__OBJETIVO 1__: Indique todas as linhas dos dados que contenham a palavra "roof", distinguindo maiúsculas de minúsculas.

Volto à minha. Um governo assente numa mentira fundadora não pode sobreviver, mesmo em maioria absoluta, sem perpetuar essa mentira sob várias formas. Ora, o limite da elasticidade da mentira terá, de uma forma qualquer, de se manifestar. O abismo da mentira política de Costa está-se a abrir diante de nós ostensivamente. O sinal que mais atrai o jornalismo são os conflitos entre os que aspiram a suceder-lhe. Mas esse abismo, pelo qual o governo corre o risco de cair, desdobra-se num outro: uma espécie de anomia social que se expressa numa multiplicidade indefinida de criaturas, cujas caras vamos conhecendo dia sim, dia não, que se aproveitam dela para tratar dos seus privados interesses. Os mentirosos aproximam-se do regime da mentira. Um abismo chama o outro, o informe convida o informe. E os dois quase se confundem. A opinião comum tende a essa confusão. E, à sua maneira, tem razão.

Amor por Bruxelas? Com o devido respeito, deixemos as paixões de António Costa para o seu próprio anedotário sentimental e preocupemo-nos mais com os palpáveis efeitos deletérios das suas mentiras. A começar pela primeira, a mentira fundadora. Que não é só sua, de resto. É do PS quase inteirinho.

__OBJETIVO 2__: No excerto, além de António Costa, a quem pertence a mentira fundadora?

__LINHAS DE DADOS__:
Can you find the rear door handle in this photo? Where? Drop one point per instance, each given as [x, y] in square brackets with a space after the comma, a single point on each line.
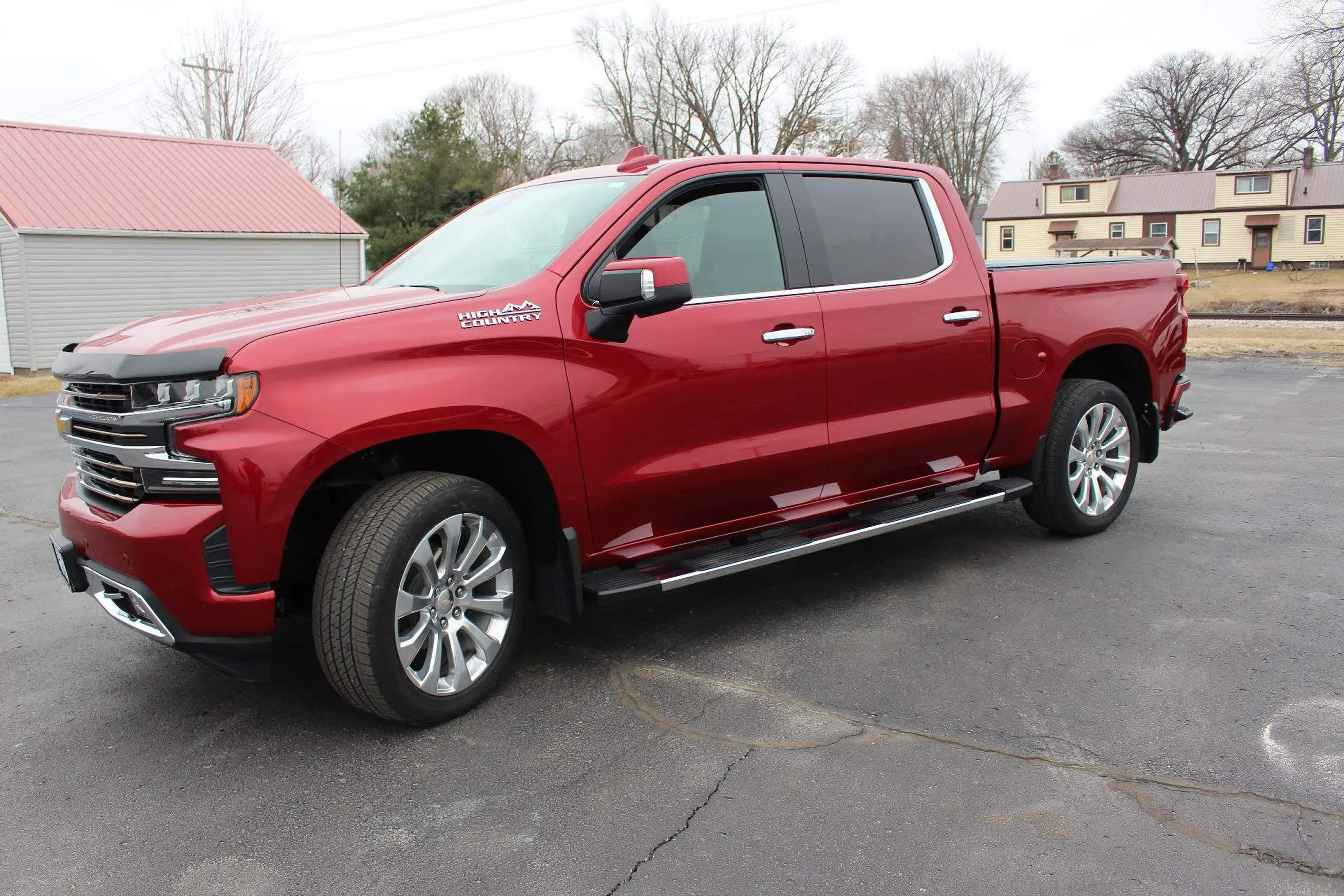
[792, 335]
...
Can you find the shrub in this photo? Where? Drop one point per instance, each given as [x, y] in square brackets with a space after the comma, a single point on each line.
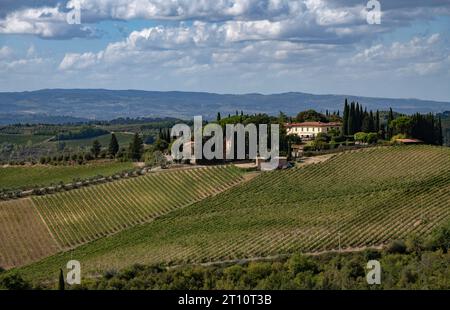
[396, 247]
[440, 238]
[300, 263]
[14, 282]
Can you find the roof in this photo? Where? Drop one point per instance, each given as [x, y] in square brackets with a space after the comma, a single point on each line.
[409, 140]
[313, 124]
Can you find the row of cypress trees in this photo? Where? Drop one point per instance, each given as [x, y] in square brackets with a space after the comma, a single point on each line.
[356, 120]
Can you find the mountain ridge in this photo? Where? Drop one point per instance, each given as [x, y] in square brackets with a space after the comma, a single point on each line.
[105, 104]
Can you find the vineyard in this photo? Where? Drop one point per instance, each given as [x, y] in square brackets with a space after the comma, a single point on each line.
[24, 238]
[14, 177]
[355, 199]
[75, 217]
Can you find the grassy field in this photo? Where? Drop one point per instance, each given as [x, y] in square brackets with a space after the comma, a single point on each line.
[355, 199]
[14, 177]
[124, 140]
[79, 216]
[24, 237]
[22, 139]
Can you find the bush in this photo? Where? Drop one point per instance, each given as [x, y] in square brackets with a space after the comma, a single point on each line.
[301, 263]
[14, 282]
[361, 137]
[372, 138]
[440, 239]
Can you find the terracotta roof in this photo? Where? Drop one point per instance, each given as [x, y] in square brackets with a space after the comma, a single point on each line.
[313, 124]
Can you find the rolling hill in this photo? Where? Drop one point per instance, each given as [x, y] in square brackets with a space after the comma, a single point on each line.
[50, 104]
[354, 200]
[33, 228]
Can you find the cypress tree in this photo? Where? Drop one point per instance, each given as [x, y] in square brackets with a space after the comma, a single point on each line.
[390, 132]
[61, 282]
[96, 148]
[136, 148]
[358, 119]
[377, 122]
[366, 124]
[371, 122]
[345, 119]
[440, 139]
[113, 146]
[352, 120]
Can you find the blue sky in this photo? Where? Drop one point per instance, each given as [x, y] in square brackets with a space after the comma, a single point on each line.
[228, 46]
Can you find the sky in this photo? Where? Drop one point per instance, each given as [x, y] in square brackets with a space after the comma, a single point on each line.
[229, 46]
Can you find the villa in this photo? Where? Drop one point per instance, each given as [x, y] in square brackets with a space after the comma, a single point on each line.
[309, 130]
...
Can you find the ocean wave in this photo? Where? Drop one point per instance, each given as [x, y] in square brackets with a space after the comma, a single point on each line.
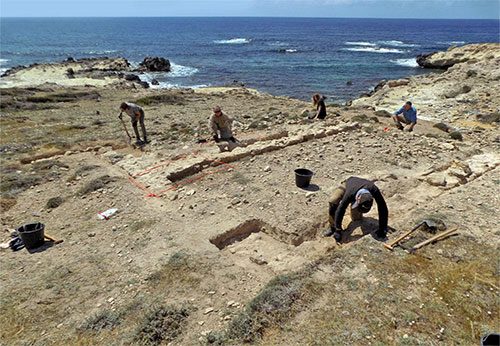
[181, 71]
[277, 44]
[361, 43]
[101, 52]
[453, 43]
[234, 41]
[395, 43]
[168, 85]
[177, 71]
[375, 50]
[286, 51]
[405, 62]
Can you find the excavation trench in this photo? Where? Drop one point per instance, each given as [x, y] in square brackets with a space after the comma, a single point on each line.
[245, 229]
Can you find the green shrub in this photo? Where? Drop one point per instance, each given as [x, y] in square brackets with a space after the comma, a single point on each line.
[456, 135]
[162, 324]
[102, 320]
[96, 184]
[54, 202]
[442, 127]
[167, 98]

__RESPOSTA CORRETA 1__:
Can you find the roof in this photo? Where? Drop one point per instance, each given as [x, y] in square brackets with a space after the comma, a single point on each line.
Can you find the terracotta roof in this photo? Where? Drop one point per instance, each given as [x, y] in square brackets with a space after the comma, a single point on each line.

__RESPOSTA CORRETA 2__: Ao PS quase inteirinho.